Assigned task
Write out the records that follow exactly. Do not include pictures.

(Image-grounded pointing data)
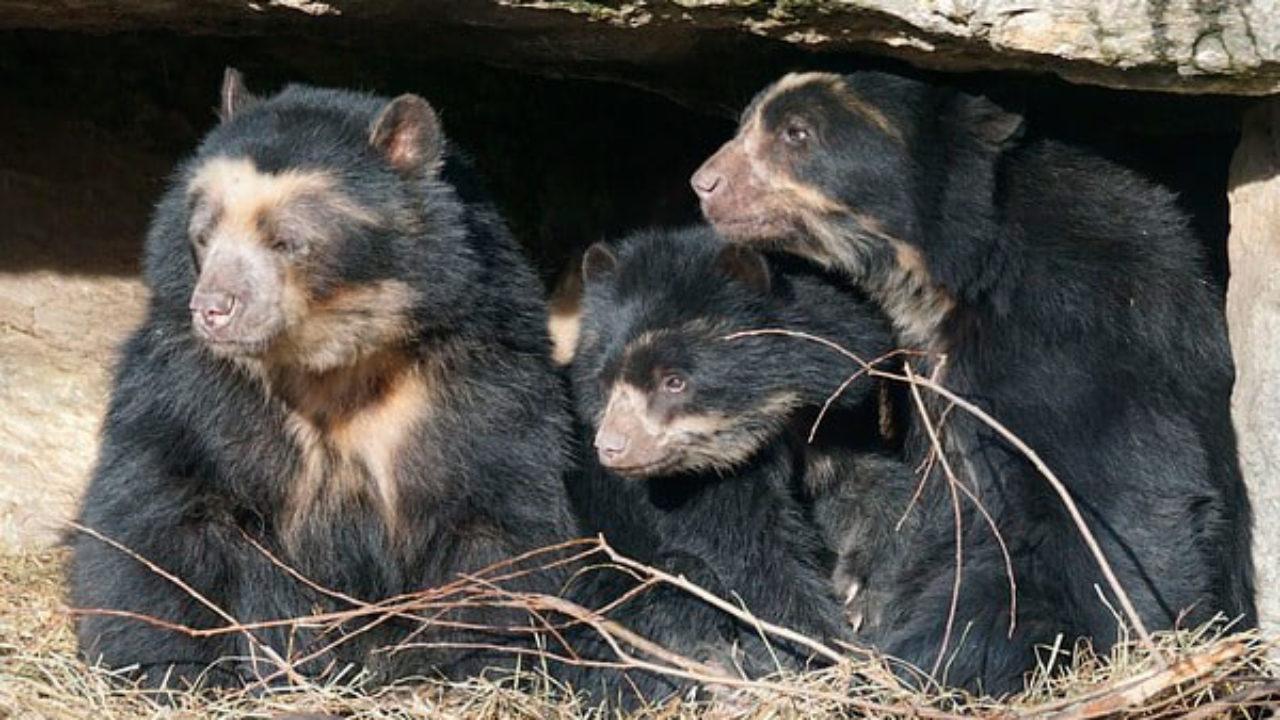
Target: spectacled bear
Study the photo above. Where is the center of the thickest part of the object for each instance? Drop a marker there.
(698, 461)
(1069, 301)
(344, 361)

Result of this task
Target: spectacled bear
Study the photo above. Where is the center of the thickest part of the object for each instance? Drop a marker there.
(698, 461)
(1069, 301)
(344, 361)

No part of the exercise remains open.